**Entries taken from a collection**
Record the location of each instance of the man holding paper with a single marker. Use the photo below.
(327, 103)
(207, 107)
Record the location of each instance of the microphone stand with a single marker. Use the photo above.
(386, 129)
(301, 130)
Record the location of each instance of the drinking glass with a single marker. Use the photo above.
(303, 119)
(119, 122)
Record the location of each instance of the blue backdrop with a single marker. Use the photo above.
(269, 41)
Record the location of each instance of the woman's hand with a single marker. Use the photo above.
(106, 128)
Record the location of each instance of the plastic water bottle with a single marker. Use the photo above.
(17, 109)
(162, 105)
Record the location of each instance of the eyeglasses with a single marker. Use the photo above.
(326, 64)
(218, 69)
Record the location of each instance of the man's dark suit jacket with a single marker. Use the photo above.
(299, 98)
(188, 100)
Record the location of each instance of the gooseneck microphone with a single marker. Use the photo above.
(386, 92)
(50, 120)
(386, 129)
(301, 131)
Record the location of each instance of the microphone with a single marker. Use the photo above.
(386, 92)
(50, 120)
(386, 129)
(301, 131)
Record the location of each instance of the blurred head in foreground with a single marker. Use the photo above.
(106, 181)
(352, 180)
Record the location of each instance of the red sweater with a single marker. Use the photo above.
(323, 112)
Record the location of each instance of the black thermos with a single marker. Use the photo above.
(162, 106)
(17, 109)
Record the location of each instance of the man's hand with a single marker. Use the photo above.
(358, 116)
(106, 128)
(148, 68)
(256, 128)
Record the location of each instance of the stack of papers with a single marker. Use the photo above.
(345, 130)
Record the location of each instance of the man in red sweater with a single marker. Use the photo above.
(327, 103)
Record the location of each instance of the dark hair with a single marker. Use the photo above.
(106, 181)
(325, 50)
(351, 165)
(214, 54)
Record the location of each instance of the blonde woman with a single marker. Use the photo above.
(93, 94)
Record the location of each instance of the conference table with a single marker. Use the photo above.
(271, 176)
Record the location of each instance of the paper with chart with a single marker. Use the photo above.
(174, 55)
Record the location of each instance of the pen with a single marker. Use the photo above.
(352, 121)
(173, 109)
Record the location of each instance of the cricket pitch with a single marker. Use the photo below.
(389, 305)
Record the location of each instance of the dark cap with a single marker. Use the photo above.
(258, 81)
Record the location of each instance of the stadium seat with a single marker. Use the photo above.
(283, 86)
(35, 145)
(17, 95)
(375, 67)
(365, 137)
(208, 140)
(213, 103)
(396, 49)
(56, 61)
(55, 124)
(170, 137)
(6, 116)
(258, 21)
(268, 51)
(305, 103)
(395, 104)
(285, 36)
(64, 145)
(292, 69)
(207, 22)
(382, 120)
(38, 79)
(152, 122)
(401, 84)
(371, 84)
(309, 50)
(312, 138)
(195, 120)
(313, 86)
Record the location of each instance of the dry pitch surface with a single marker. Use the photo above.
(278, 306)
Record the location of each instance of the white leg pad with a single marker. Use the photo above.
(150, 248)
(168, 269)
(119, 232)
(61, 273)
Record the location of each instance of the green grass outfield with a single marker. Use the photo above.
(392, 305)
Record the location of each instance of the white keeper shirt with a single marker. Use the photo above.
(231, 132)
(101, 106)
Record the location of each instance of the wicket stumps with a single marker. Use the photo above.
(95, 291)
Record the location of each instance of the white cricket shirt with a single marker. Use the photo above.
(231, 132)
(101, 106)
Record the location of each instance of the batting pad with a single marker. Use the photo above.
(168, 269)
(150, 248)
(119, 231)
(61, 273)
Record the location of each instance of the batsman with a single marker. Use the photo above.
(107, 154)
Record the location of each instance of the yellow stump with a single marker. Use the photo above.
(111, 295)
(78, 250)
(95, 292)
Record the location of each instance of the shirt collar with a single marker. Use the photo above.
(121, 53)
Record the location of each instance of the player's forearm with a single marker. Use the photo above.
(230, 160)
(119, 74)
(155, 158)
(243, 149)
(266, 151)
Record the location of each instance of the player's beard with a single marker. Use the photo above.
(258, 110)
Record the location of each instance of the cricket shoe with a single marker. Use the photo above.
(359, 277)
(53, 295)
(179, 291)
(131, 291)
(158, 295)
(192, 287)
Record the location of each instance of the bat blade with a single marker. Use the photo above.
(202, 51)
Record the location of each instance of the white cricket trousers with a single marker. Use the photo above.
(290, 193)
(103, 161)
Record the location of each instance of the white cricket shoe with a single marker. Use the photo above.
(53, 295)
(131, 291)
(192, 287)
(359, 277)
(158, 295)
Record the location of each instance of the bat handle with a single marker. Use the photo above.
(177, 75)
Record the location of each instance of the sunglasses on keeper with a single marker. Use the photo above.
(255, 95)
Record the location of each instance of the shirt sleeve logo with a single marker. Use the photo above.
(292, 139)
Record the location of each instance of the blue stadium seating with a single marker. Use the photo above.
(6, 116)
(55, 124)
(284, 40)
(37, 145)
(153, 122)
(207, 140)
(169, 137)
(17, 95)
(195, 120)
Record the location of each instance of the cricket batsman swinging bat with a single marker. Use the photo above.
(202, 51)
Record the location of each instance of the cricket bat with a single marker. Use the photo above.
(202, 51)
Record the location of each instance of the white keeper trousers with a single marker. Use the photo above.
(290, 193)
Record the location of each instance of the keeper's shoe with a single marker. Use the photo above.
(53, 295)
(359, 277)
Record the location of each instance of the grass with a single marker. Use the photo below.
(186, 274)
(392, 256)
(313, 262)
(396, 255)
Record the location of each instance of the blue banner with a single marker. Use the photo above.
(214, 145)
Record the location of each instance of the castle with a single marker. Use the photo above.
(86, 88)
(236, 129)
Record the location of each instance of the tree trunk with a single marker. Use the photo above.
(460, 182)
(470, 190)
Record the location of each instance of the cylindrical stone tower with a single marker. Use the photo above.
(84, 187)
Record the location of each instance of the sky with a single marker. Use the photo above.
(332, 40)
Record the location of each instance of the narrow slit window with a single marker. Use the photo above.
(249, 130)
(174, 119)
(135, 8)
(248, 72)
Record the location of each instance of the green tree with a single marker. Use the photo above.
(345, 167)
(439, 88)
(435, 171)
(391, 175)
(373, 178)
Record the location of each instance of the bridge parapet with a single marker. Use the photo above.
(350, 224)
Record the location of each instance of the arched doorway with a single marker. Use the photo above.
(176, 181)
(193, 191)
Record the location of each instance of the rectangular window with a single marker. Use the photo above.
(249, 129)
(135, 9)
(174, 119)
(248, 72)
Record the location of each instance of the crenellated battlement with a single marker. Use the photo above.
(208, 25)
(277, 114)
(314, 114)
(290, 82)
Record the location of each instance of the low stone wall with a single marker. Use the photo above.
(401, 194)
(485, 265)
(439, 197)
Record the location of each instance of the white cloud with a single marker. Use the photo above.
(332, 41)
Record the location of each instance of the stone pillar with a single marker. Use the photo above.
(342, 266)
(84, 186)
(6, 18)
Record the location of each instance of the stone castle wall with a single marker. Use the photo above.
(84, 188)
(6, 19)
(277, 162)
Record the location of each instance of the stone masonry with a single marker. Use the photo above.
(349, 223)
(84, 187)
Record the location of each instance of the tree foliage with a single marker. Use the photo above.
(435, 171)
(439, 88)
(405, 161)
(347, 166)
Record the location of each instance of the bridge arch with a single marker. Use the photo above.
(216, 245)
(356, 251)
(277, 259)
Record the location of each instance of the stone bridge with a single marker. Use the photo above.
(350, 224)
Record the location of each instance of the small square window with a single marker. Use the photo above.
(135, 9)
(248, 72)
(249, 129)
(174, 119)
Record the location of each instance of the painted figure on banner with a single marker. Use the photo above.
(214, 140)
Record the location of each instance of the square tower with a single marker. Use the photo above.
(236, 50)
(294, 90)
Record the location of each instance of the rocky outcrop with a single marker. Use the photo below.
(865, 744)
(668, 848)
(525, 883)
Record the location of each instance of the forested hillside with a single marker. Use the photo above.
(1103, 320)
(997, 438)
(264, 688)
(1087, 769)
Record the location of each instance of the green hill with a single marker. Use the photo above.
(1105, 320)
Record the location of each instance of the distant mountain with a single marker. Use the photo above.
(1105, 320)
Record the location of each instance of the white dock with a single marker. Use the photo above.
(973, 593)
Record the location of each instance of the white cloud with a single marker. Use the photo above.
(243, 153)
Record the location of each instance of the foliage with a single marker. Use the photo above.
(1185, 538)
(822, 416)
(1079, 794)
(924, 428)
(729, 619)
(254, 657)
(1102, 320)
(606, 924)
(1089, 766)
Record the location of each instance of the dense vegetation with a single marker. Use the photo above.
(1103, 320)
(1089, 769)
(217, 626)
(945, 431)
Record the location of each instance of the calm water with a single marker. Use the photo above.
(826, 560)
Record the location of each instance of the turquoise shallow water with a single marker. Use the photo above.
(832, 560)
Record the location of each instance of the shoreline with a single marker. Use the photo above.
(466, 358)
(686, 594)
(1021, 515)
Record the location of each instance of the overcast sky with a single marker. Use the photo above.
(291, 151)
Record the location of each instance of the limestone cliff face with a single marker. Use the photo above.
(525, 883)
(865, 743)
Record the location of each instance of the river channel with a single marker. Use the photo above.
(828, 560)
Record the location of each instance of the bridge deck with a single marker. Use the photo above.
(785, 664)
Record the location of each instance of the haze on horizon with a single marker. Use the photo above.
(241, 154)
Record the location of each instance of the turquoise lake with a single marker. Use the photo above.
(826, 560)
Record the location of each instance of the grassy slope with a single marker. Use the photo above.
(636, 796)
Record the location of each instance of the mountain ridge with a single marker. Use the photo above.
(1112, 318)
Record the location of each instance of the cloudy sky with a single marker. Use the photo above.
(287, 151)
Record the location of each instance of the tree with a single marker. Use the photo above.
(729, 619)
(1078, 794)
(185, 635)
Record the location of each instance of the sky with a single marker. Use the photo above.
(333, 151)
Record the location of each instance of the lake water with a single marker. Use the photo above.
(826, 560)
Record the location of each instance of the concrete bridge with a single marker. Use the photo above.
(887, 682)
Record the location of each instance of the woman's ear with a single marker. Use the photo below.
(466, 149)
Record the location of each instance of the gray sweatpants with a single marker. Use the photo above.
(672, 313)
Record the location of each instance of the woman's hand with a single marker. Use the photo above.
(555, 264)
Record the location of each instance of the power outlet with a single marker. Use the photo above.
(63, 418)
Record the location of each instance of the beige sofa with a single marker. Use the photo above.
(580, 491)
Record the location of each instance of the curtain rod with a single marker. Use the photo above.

**Directions for this task**
The line containing "Record the location of each instance of the beige" marks where to begin; the last line of the records marks where to stop. Copy both and all between, exactly.

**Output for this task**
Record the location of each instance of the beige sofa with a single marker. Use the photo above.
(580, 491)
Record the location of each instance of the curtain rod with a single marker. Use the photo above.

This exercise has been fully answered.